## [Extrait du document]
Une solution qui évite le travail éducatif réel
Le banc de l’amitié a également l’avantage de contourner un travail bien plus complexe et exigeant : dialoguer avec les enfants, comprendre les situations, se positionner en médiateur et accompagner les dynamiques de groupe. Dans un périscolaire où les animateurs sont souvent recrutés dans l’urgence, peu formés, et insuffisamment accompagnés dans l’appropriation des valeurs éducatives et républicaines, les compétences relationnelles font parfois défaut. Dans ces conditions, le dispositif peut devenir contre-productif : sans harcèlement ni stigmatisation volontaire, certaines pratiques renforcent le sentiment de solitude d’un enfant, tout en donnant l’illusion qu’une réponse éducative a été apportée.

## [Exercices à réaliser]
(A) Reproduisez fidèlement le passage de l'extrait sur le banc de l'amitié, de « Une solution qui » jusqu'à « a été apportée. ».
(B) Selon l'extrait sur le banc de l'amitié, comment les animateurs du périscolaire sont-ils souvent recrutés ?

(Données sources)

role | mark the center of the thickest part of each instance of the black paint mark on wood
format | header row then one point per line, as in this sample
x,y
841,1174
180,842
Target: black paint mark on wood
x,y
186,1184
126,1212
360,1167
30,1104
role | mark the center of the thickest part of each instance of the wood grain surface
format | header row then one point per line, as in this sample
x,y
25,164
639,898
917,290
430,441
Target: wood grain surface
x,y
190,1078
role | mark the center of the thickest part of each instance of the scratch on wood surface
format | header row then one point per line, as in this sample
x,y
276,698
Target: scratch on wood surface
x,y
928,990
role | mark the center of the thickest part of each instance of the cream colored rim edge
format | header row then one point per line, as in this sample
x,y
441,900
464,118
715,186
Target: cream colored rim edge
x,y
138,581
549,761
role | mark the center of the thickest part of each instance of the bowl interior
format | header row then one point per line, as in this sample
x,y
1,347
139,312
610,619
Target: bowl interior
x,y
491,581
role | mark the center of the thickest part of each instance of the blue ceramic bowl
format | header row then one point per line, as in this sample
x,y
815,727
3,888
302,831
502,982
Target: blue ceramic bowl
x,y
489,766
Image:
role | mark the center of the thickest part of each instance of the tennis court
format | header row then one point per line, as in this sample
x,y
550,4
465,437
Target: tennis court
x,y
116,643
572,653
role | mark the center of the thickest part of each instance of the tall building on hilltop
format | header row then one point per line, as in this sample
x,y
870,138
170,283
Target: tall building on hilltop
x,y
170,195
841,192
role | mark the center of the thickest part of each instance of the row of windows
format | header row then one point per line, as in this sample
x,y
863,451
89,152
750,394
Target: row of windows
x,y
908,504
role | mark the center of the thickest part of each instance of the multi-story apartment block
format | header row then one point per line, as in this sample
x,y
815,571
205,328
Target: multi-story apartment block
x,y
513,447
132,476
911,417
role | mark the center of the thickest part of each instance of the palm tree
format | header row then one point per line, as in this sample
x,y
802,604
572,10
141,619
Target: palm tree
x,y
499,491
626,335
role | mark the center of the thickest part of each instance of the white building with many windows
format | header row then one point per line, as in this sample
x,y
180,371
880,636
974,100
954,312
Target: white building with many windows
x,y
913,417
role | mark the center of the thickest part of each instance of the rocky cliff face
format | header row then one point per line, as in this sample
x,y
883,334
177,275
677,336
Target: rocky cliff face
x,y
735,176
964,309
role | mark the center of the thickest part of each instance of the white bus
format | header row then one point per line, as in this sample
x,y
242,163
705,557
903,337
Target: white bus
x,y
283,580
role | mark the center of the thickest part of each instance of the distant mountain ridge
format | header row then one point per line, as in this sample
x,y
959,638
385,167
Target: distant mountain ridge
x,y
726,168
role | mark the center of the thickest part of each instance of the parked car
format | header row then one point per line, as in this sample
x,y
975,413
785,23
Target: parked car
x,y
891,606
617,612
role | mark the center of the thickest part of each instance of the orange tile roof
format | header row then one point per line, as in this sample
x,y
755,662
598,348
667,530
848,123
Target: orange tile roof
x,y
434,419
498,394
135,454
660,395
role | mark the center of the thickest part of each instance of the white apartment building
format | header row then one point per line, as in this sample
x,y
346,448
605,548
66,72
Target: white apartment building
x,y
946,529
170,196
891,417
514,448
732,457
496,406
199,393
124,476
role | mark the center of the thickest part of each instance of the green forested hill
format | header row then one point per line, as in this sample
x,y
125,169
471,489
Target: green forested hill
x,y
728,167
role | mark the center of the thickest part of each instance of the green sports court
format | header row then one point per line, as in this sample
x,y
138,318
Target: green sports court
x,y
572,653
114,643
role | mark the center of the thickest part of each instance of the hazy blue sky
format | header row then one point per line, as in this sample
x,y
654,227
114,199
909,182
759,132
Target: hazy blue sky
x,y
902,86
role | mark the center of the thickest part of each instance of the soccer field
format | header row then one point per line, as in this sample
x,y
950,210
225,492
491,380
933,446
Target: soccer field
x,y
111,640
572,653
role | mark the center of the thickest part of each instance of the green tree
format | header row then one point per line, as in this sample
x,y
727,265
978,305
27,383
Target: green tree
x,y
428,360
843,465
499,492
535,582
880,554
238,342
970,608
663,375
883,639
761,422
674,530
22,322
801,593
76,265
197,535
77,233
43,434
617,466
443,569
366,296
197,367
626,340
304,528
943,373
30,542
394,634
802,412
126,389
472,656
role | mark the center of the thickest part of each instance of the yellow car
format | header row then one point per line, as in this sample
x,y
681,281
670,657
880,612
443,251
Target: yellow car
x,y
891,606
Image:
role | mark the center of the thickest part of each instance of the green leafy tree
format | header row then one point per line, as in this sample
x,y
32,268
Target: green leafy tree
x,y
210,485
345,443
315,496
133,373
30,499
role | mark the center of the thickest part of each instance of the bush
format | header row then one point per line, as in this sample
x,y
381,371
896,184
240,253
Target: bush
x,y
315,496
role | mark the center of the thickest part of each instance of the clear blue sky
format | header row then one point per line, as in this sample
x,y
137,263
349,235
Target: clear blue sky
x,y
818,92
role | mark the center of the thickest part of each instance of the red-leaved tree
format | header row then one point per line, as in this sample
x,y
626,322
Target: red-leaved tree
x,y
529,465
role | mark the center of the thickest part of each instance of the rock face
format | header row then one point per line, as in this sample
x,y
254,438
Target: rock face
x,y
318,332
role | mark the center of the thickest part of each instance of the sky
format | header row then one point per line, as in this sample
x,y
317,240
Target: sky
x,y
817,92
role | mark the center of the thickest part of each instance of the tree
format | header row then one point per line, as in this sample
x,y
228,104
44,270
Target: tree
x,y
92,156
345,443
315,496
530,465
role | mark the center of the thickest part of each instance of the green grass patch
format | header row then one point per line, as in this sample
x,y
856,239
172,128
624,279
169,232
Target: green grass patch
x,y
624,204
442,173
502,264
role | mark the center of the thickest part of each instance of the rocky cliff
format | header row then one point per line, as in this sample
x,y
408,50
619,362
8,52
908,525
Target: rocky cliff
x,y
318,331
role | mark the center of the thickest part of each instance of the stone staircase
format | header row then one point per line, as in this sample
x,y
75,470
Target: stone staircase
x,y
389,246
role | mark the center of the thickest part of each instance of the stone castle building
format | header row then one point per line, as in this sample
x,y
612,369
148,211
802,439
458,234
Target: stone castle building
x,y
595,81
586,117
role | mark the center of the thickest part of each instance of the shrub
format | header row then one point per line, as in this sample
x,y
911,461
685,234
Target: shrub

## [Liste des corrigés]
(A)
Une solution qui évite le travail éducatif réel
Le banc de l’amitié a également l’avantage de contourner un travail bien plus complexe et exigeant : dialoguer avec les enfants, comprendre les situations, se positionner en médiateur et accompagner les dynamiques de groupe. Dans un périscolaire où les animateurs sont souvent recrutés dans l’urgence, peu formés, et insuffisamment accompagnés dans l’appropriation des valeurs éducatives et républicaines, les compétences relationnelles font parfois défaut. Dans ces conditions, le dispositif peut devenir contre-productif : sans harcèlement ni stigmatisation volontaire, certaines pratiques renforcent le sentiment de solitude d’un enfant, tout en donnant l’illusion qu’une réponse éducative a été apportée.

(B) Dans l'urgence.